To do -> Only the pictures are to be dropped, and the rest of the data should be copied exactly.

Referring expression data
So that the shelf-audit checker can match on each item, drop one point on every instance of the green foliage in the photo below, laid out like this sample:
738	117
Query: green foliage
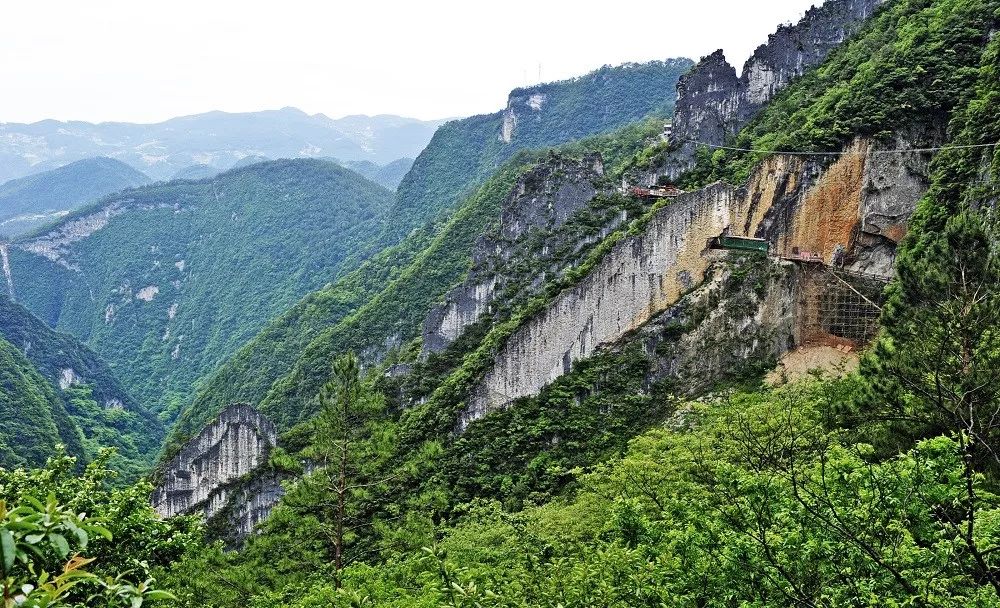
71	540
463	153
908	68
216	258
33	418
98	407
386	298
30	202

Response to the exercise ->
So that the shelf-audit checker can match on each item, drop one point on every instance of the green foliage in the photo below, laid out like this sample:
738	117
Query: green foliage
71	540
463	153
908	68
216	258
33	418
98	407
386	298
30	202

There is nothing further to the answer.